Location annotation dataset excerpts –
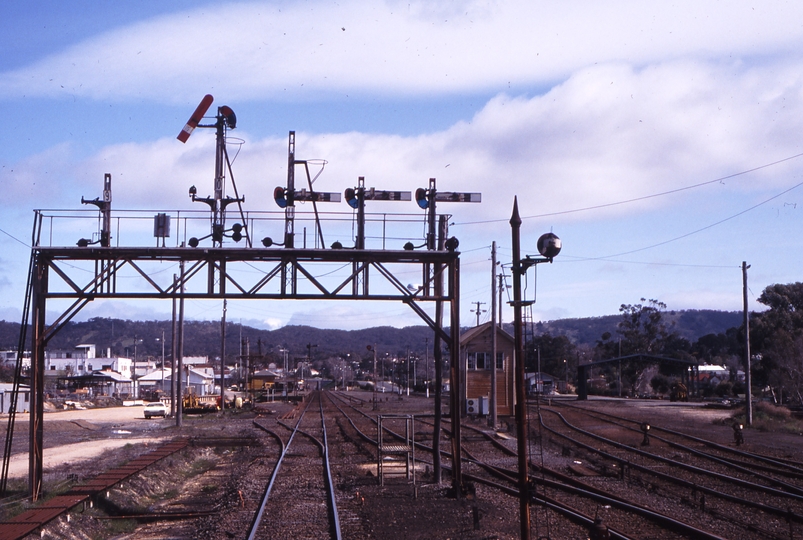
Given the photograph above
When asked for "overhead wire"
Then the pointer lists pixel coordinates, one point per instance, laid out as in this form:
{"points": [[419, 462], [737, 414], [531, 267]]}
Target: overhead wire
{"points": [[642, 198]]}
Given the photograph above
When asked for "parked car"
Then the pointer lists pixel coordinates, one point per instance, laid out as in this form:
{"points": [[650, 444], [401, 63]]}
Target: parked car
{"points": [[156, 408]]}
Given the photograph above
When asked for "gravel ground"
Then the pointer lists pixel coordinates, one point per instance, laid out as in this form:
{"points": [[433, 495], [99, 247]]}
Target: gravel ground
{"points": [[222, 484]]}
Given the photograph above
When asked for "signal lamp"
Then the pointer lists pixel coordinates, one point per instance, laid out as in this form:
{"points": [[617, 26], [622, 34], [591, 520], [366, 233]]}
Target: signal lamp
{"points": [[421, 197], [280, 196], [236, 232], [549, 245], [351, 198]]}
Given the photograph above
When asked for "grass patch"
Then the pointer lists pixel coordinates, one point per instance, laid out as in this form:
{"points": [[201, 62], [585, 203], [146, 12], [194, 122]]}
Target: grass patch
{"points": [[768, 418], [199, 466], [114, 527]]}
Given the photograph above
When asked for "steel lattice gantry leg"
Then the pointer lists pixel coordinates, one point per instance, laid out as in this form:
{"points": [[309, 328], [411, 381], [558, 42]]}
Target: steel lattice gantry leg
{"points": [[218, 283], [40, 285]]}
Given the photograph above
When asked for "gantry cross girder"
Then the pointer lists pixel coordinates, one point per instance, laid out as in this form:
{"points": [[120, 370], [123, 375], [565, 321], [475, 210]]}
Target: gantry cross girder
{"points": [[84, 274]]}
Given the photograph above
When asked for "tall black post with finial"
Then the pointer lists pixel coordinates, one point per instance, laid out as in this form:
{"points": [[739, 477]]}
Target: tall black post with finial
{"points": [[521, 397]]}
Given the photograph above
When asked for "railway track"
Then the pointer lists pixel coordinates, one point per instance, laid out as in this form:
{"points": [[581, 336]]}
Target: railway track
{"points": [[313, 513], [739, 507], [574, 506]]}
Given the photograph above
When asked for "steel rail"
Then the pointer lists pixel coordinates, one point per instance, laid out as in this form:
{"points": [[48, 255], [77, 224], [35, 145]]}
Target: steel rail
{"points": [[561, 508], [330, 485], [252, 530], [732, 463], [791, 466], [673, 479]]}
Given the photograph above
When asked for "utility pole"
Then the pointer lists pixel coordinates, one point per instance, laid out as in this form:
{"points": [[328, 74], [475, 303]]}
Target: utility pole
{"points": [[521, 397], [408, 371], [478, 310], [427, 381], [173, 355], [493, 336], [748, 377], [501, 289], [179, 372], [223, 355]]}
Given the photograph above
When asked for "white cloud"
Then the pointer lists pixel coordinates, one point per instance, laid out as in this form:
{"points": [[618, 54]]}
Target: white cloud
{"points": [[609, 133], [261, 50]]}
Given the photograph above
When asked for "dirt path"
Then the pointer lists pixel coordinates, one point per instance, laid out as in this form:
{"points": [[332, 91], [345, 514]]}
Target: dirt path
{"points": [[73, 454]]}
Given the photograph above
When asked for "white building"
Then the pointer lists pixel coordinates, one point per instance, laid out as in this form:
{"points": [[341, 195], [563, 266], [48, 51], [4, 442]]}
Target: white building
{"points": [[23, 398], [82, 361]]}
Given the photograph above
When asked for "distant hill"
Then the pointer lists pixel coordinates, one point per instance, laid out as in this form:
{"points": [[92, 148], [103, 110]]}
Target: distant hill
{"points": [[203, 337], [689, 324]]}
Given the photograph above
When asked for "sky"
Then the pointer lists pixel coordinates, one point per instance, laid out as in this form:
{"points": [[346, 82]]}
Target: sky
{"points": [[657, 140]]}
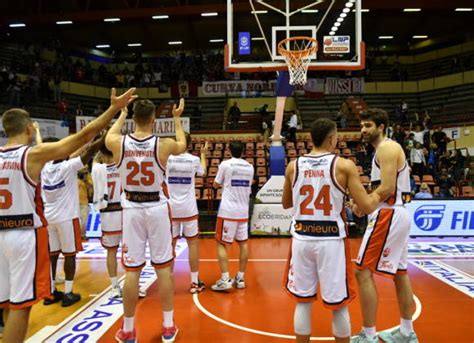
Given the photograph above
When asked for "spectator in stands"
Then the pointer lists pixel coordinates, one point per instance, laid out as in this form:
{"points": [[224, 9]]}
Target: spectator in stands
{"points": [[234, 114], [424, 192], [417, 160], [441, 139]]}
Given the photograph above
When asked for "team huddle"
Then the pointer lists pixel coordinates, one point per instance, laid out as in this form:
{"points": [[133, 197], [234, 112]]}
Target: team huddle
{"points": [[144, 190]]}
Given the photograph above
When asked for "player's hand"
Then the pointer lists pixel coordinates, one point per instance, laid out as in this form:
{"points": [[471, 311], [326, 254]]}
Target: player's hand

Problem details – Every record must be copied exactly, with images dropped from the result.

Final result –
Given the photograph above
When asked for "overhead wire"
Then the pointer lists pixel coordinates, one point per instance, laid out as in this form:
{"points": [[419, 462], [737, 414], [531, 267]]}
Target: overhead wire
{"points": [[642, 198]]}
Given the photograph above
When asked for "parked car"
Then the pointer lists pixel coordinates, one point per instance, laid out as in this form:
{"points": [[650, 444], [401, 63]]}
Target: parked car
{"points": [[156, 408]]}
Given the photograph above
When asked for "gravel ground"
Then the pointer lists pixel coordinates, one point per instance, laid out as in this form:
{"points": [[433, 495], [99, 247]]}
Target: gravel ground
{"points": [[222, 484]]}
Given the photograph above
When asked for "signal lamp"
Then the pointer lists pixel coordinates, one point per instance, laid out as in this form:
{"points": [[617, 26], [622, 34], [591, 520], [366, 233]]}
Target: signal lamp
{"points": [[421, 197], [280, 196], [236, 232], [549, 245], [351, 198]]}
Given the photograph above
When asked for "grass patch"
Then the pointer lists pixel coordinates, one point per instance, laid out as in this form:
{"points": [[201, 62], [585, 203], [146, 12], [194, 122]]}
Target: grass patch
{"points": [[768, 418], [199, 466], [114, 527]]}
Given the photograph above
When asked for "steel lattice gantry leg"
Then the pointer lists pixel coordinates, one point per instance, laid out as in this form:
{"points": [[309, 328], [411, 381], [558, 42]]}
Target: steel lattice gantry leg
{"points": [[218, 283], [40, 285]]}
Given the photograph above
When asked for "gantry cross girder"
Then the pointer lists pixel coordinates, one point per instance, laid out as in this form:
{"points": [[120, 370], [123, 375], [565, 321], [475, 210]]}
Target: gantry cross girder
{"points": [[84, 274]]}
Given the photograph above
When asked for "tall black post with finial"
Then the pointer lists pixel coordinates, one point per instance, laid out as in this form:
{"points": [[739, 477]]}
Target: tall black post with finial
{"points": [[521, 397]]}
Given the photograph above
When asked for "railway track"
Then the pointer lists pixel coordinates, one point per instance, laid out as in this form:
{"points": [[581, 336]]}
Target: railway track
{"points": [[313, 513], [739, 507], [574, 506]]}
Given the photograph above
When asked for "steel rail"
Then the pointer lists pixel coordinates, one point per instance, laid out as in this form:
{"points": [[48, 255], [77, 224], [35, 145]]}
Target: steel rail
{"points": [[561, 508], [330, 485], [252, 530], [732, 463], [791, 466], [673, 479]]}
Given the photograph above
When asked for "utility pole"
Then the pointer lists pixel coordinates, one point per instance, laid out as in this form:
{"points": [[328, 74], [475, 303]]}
Target: utility pole
{"points": [[521, 397], [408, 371], [478, 310], [427, 381], [173, 355], [493, 336], [748, 377], [501, 289], [179, 372], [223, 355]]}
Given the photograph above
When asked for "white cloud"
Then the pointer lists pixel coordinates, one point per instance, laid out as in this form:
{"points": [[618, 54]]}
Target: white cloud
{"points": [[609, 133], [261, 50]]}
Given the photograph above
When asked for "dirt path"
Then the pointer lists pixel coordinates, one point per instance, laid out as in this form:
{"points": [[332, 91], [345, 514]]}
Target: dirt path
{"points": [[73, 454]]}
Given the photograph above
When asked for "white building"
Then the pointer lists pixel coordinates, one point per instance, laid out as in this form:
{"points": [[341, 195], [563, 266], [48, 51], [4, 442]]}
Target: white building
{"points": [[23, 398], [82, 361]]}
Given the photograph above
When asked for "distant hill"
Then the pointer lists pixel coordinates, one point per instance, laid out as in this form:
{"points": [[92, 148], [103, 110]]}
Target: distant hill
{"points": [[203, 337], [689, 324]]}
Given the photograph above
When asked for "sky"
Then the pointer lists pixel coordinates, one point per instance, laid out as in this form:
{"points": [[346, 82]]}
Target: sky
{"points": [[657, 140]]}
Given the photograph above
When asked for "spectator in stands"
Then the pointer lists pixel coordinates, one point per instance, laid out as in this form:
{"points": [[224, 9]]}
Target: spectator in stands
{"points": [[234, 114], [424, 192], [417, 160], [441, 139]]}
Given the photograph above
When asked for "team huddle"
Then the pointer lists pixel coordinates, one point per instance, laid out as in this form:
{"points": [[133, 197], [234, 112]]}
Target: team huddle
{"points": [[144, 190]]}
Given the photograph above
When asked for "player's hand"
Then the pointer lists pixel coordinates, one point per instance, laid out as in this form:
{"points": [[471, 311], [326, 254]]}
Target: player's hand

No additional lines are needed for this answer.